** start of DATASET RECORDS **

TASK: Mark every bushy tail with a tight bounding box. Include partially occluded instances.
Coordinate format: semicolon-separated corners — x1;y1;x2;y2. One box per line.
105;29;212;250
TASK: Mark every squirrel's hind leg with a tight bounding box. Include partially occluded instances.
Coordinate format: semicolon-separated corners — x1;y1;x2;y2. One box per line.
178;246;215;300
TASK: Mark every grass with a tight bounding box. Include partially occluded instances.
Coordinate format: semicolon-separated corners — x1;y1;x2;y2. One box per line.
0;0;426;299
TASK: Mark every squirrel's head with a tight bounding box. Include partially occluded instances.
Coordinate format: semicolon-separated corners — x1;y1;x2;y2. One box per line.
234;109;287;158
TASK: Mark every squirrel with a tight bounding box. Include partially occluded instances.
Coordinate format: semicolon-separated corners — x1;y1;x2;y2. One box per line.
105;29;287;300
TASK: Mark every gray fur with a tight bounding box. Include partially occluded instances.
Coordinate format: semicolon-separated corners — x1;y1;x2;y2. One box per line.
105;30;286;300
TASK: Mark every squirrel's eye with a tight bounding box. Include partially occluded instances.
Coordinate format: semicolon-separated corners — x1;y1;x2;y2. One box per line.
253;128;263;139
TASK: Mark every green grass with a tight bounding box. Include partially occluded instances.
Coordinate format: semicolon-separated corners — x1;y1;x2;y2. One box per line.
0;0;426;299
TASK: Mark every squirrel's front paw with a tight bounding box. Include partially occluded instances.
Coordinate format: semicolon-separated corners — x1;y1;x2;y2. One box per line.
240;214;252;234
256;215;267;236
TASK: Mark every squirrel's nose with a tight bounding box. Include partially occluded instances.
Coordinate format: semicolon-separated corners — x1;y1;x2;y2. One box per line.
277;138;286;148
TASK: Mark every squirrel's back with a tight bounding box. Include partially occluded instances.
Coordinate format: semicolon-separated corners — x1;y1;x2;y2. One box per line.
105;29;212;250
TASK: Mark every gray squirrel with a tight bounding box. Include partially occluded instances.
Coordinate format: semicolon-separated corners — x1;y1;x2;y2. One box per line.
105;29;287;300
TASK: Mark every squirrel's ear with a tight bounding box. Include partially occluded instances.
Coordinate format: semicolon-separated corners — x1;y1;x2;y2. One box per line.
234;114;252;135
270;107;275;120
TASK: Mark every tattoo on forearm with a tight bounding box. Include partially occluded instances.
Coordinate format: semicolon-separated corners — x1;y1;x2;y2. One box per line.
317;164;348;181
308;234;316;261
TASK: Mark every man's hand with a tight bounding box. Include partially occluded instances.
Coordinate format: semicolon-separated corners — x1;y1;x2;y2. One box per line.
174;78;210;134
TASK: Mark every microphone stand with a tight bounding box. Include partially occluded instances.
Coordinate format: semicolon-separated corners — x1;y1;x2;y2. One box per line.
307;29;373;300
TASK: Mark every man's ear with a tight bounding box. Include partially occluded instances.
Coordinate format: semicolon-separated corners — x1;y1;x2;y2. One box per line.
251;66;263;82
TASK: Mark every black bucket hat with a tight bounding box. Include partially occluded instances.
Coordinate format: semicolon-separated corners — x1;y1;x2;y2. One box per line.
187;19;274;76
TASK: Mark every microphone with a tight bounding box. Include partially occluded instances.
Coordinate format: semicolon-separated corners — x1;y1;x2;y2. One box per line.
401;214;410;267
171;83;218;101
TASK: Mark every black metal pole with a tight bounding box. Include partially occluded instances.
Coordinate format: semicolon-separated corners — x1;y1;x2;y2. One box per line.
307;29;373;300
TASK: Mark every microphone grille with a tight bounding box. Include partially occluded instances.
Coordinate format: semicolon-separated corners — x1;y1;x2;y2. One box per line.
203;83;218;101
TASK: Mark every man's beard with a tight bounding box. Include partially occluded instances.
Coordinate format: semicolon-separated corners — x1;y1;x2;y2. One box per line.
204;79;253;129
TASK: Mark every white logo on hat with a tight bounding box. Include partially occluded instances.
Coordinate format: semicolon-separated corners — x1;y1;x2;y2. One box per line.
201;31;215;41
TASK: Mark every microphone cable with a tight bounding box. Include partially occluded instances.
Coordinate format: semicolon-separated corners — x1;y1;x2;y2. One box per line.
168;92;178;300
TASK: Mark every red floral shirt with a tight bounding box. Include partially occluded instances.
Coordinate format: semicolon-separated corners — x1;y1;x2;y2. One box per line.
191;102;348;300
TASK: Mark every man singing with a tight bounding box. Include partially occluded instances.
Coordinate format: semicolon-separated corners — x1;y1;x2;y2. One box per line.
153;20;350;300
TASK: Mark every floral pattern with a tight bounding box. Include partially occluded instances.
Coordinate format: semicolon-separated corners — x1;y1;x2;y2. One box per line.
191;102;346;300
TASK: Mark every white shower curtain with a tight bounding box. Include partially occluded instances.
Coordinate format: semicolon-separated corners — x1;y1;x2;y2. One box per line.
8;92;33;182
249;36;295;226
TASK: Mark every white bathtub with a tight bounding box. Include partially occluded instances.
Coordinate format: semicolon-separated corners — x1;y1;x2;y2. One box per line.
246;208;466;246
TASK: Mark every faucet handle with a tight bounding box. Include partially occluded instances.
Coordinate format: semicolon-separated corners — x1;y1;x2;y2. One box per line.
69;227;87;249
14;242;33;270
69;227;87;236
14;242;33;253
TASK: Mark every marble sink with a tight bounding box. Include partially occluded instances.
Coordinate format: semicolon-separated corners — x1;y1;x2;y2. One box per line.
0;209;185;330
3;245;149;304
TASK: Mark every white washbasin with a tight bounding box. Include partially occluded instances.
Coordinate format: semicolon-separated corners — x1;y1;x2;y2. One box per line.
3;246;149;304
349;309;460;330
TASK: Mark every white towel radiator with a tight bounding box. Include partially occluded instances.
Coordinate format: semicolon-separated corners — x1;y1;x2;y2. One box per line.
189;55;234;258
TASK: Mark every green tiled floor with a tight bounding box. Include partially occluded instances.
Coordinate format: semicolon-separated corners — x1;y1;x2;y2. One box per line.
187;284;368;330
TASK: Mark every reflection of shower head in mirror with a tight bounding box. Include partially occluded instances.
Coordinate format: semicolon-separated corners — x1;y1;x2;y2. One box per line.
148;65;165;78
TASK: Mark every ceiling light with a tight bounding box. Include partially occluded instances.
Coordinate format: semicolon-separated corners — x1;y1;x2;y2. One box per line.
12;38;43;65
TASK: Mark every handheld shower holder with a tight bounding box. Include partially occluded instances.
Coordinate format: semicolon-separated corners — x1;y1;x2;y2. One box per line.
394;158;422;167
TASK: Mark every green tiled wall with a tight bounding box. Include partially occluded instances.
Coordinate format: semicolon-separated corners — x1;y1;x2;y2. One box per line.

** end of DATASET RECORDS **

• [TASK BRIEF]:
Put into a JSON list of strings the lines of the records from the one containing "TASK: Mark every black bucket" through the one containing "153;20;350;300", one string per line, leaving out any blank lines.

• [ANSWER TO THIS TASK]:
[
  "TASK: Mark every black bucket hat with a tight bounding box. Include partially occluded instances.",
  "Coordinate format: semicolon-separated corners — x1;y1;x2;y2. One box per line.",
  "187;19;274;76",
  "TASK: Mark every microphone with a tight bounding box. Include partially occluded instances.",
  "Coordinate format: semicolon-separated corners — x1;y1;x2;y2. One box per line.",
  "401;214;410;267",
  "171;83;218;101",
  "TASK: Mark every black metal pole with a tight bounding box. Include partially occluded instances.",
  "Coordinate format: semicolon-separated corners — x1;y1;x2;y2. One box per line.",
  "307;29;373;300",
  "TASK: Mark every microphone grille with a tight bounding box. Include partially occluded instances.",
  "Coordinate format: semicolon-separated corners — x1;y1;x2;y2. One box per line.",
  "203;83;218;101",
  "TASK: Mark every man's beard with a tight bounding box. Include partially occluded instances.",
  "Coordinate format: semicolon-separated corners — x1;y1;x2;y2. One box per line.",
  "204;79;253;129",
  "TASK: Mark every white logo on hat with a tight bounding box. Include partially occluded instances.",
  "Coordinate format: semicolon-separated corners — x1;y1;x2;y2. One box per line.",
  "201;31;215;41",
  "TASK: Mark every microphone cable with a tight bounding box. Include partially occluded instances.",
  "Coordinate format: semicolon-separated corners — x1;y1;x2;y2. One box per line.",
  "168;92;178;300",
  "TASK: Mark every red floral shirt with a tight bounding box. Include partially occluded instances.",
  "Coordinate format: semicolon-separated corners — x1;y1;x2;y2. One box per line.",
  "191;102;348;300",
  "TASK: Mark every man singing with a tight bounding box. Include partially occluded instances.",
  "Coordinate format: semicolon-separated corners — x1;y1;x2;y2. One box per line.",
  "153;20;350;300"
]